Exercise set:
a: In the article on safeguarding accounts, to whom does control commonly shift in a failure scenario?
b: Render the sentence "This post focuses on where funds sit and who can move them." from the article on safeguarding accounts into Spanish.

Document text:
By: Money Navigator Research Team
Last Reviewed: 23/01/2026

FACT CHECKED
Quick Summary
A safeguarding account is typically a separate account at a bank (or the Bank of England), or a separate custody arrangement for approved assets, used to hold “relevant funds” that payment/e-money firms must keep separate from their own money.
In day-to-day operations, the provider usually instructs movements in and out of those safeguarding arrangements to execute payments, but the bank/custodian can still refuse or block instructions (for example, where its own controls require it).
In a failure scenario, control commonly shifts to an insolvency office-holder, and access can be delayed by reconciliation and verification steps.
This article is educational and not financial advice.
What a “safeguarding account” is in real life
The FCA describes safeguarding as a set of requirements for authorised payment institutions and electronic money institutions. In practice, this usually means the firm sets up one or more dedicated accounts/arrangements to keep customer “relevant funds” separate. See the FCA’s overview of safeguarding requirements for payment institutions and e-money institutions for the regulatory framing.
A crucial practical point: safeguarding is not “a feature in the app”. It is the back-end structure – accounts, records, reconciliations, and legal documentation – that determines whether funds are clearly identifiable and separable.
If you want the concept-level definition first, our guide to safeguarding explained sets that baseline. This post focuses on where funds sit and who can move them.

Raw data:
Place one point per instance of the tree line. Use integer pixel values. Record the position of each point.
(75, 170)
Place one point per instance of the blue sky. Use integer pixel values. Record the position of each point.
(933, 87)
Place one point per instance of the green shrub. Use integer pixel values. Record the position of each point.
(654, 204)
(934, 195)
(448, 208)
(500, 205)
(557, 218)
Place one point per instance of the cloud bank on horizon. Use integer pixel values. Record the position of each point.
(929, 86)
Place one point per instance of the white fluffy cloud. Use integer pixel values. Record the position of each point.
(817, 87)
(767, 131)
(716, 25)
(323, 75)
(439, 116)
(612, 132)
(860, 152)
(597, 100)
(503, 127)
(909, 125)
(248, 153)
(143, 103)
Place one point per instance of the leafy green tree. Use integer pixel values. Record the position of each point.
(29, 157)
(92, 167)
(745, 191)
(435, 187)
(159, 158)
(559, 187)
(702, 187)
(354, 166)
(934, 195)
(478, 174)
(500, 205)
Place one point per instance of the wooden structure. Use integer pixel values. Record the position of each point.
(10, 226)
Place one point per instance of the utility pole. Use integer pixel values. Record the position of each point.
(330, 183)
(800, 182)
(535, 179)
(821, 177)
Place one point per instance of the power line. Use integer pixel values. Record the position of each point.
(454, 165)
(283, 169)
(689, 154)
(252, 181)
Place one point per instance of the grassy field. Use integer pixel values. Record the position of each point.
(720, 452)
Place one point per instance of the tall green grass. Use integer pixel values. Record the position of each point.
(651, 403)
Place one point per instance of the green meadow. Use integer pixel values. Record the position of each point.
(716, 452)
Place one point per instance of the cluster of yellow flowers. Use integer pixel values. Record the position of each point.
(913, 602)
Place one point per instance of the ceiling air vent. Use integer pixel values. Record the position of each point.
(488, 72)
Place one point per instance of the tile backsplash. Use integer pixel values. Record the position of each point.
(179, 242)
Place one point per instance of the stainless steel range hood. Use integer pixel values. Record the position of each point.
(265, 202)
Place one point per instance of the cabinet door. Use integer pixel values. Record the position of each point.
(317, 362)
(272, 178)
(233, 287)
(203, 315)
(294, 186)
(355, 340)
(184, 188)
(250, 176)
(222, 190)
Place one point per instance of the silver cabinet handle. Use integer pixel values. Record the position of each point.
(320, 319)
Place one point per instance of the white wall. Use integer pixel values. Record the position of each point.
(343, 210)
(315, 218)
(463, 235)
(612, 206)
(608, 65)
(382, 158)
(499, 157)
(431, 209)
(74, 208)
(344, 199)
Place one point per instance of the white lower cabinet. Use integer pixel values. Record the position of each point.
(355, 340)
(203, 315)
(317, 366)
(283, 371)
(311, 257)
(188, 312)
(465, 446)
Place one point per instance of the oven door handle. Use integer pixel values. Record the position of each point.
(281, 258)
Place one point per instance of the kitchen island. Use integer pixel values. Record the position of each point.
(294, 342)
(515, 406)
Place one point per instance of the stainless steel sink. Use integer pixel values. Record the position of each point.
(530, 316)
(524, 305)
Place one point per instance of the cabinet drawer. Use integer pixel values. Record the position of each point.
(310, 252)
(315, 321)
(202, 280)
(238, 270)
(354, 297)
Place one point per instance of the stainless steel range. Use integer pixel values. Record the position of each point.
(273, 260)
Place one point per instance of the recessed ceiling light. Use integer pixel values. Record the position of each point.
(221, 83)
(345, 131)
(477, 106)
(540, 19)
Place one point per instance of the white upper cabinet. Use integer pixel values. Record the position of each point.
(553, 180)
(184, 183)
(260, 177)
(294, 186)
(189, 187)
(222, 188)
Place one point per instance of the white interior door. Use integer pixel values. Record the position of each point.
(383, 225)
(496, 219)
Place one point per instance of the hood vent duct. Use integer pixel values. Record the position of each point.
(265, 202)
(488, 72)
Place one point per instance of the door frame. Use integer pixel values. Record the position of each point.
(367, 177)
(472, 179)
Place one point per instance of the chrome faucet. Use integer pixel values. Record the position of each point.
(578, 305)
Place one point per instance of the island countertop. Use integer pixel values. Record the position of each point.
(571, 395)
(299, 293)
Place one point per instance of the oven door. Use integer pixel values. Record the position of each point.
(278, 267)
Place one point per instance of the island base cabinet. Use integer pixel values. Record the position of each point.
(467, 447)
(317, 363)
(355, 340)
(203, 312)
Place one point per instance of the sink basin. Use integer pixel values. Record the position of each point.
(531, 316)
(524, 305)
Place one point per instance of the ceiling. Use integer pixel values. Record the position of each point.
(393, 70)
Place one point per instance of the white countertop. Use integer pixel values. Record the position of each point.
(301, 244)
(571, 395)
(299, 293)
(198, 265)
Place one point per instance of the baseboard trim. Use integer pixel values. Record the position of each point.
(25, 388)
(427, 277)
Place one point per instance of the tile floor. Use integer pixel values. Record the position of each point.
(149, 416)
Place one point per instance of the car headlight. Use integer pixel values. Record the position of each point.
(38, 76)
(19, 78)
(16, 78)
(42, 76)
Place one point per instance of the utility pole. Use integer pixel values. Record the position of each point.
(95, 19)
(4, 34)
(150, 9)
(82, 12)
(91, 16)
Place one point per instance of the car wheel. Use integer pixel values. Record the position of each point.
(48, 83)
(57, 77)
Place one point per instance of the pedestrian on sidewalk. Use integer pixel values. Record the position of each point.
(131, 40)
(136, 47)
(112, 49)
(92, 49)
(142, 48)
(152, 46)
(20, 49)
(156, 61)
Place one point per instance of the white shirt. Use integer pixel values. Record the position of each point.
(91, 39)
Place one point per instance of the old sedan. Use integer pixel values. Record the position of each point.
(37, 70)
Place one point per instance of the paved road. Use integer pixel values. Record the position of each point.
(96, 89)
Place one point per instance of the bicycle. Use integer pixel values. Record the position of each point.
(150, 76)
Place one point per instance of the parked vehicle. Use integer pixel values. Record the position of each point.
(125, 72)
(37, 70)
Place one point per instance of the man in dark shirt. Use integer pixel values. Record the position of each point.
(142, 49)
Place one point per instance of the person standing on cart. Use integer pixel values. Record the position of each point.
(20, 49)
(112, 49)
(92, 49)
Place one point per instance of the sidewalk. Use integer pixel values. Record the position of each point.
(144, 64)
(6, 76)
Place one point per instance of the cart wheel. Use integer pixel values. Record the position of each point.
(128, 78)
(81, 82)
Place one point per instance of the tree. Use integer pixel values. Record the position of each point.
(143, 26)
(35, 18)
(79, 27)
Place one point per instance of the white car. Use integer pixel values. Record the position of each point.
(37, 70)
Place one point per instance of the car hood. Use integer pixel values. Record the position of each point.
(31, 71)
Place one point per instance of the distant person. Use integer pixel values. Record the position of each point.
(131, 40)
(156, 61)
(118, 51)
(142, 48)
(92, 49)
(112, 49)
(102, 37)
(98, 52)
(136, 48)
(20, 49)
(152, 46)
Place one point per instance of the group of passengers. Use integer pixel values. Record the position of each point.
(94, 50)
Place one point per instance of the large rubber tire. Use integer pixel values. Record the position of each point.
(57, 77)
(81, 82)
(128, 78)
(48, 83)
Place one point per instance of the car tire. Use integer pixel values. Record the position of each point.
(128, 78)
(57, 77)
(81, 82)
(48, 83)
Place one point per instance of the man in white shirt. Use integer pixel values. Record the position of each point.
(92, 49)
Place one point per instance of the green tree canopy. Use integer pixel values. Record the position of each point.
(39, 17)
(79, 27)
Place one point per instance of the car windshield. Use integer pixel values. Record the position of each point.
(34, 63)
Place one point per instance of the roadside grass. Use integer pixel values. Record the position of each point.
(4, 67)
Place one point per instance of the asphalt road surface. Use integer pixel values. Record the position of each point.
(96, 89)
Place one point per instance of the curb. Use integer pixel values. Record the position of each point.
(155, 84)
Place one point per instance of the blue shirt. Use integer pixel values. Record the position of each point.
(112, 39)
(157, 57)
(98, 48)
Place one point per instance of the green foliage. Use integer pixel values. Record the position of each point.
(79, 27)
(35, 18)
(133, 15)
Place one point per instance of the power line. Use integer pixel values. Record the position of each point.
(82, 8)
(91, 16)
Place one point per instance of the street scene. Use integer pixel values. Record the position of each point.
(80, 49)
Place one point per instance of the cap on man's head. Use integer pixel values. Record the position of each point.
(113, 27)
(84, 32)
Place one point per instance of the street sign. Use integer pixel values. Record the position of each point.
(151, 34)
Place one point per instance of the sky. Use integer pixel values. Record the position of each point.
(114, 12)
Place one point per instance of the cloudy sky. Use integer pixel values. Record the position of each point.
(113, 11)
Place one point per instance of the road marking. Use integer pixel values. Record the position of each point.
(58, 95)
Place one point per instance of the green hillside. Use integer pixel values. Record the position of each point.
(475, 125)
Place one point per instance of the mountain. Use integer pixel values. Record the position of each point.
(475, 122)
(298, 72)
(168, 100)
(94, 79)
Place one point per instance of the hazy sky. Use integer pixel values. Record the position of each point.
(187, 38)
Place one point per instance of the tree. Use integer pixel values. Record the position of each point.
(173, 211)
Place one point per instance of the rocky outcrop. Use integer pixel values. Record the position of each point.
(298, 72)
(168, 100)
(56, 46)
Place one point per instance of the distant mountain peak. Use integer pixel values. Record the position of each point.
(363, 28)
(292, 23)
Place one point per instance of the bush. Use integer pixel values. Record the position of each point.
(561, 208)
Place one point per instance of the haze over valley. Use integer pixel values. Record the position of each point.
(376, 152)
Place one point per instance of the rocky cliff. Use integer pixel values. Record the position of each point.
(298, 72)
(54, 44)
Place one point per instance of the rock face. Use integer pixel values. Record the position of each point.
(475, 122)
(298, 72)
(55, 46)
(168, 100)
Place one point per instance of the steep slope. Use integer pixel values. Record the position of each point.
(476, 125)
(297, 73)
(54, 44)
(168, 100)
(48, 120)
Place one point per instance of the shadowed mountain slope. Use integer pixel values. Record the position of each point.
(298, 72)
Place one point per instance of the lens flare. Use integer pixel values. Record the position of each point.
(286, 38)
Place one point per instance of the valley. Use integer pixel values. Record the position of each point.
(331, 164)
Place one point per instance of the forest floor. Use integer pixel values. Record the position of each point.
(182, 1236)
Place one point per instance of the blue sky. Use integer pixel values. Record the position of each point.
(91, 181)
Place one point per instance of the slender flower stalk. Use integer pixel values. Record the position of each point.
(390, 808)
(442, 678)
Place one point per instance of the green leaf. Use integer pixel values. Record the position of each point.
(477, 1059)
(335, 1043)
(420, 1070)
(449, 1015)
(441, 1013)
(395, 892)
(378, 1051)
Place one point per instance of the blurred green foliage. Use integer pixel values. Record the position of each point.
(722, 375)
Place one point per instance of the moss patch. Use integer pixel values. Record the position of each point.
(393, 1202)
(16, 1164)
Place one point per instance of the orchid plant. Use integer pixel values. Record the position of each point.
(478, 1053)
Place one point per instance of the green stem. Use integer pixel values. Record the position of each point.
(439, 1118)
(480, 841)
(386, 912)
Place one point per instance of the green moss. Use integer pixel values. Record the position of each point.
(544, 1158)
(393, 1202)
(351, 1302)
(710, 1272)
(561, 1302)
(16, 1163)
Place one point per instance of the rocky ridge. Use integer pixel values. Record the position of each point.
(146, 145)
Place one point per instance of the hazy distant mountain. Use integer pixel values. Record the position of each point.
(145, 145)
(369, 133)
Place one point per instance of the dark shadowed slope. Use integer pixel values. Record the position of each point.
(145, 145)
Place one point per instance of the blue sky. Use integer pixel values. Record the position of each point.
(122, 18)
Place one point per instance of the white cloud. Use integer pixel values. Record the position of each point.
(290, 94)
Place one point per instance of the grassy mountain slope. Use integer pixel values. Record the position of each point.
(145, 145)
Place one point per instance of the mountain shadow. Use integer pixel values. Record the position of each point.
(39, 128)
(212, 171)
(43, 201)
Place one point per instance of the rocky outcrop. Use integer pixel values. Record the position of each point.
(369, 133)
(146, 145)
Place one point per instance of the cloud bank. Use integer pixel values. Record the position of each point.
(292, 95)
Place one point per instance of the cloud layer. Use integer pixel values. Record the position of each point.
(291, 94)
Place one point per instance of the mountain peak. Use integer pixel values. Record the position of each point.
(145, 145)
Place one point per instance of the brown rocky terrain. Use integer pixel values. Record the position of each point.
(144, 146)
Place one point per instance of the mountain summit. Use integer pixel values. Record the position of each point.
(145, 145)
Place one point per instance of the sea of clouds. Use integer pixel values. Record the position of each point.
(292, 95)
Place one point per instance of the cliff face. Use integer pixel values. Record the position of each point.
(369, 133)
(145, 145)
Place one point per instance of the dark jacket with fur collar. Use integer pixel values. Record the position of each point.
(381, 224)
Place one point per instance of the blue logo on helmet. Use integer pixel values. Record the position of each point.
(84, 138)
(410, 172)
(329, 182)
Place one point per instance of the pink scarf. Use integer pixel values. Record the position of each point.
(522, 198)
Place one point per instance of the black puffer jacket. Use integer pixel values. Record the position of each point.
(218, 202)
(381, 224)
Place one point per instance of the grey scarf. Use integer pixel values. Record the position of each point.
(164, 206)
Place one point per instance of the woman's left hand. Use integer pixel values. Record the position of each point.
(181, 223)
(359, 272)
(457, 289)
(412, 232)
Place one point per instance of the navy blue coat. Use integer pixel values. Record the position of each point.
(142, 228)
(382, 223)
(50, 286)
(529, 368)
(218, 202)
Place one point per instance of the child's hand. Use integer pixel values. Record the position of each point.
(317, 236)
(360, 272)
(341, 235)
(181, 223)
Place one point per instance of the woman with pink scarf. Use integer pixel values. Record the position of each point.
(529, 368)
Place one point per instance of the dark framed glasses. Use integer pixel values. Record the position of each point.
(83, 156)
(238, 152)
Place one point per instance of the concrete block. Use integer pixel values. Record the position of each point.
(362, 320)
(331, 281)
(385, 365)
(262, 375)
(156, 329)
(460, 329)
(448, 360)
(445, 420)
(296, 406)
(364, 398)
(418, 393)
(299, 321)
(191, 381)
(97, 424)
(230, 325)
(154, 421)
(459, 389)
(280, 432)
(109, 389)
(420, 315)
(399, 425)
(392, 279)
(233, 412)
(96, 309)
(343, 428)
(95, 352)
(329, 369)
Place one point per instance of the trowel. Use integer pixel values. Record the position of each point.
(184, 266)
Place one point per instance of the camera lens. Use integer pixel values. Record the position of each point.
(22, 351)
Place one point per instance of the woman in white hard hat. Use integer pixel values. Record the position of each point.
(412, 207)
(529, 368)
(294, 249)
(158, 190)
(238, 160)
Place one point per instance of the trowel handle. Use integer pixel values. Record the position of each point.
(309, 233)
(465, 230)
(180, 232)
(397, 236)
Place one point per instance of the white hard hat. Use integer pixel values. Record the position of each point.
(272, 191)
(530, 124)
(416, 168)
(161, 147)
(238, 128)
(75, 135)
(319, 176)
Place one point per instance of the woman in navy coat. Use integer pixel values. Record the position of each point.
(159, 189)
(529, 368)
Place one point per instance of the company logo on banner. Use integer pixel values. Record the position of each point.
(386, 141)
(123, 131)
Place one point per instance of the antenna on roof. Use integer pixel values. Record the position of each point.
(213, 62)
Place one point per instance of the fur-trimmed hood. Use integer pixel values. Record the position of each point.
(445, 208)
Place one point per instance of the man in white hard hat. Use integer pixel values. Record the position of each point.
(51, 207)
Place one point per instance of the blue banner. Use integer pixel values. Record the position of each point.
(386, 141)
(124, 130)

Written answers:
a: An insolvency office-holder.

b: Esta publicación se centra en dónde se encuentran los fondos y en quién puede moverlos.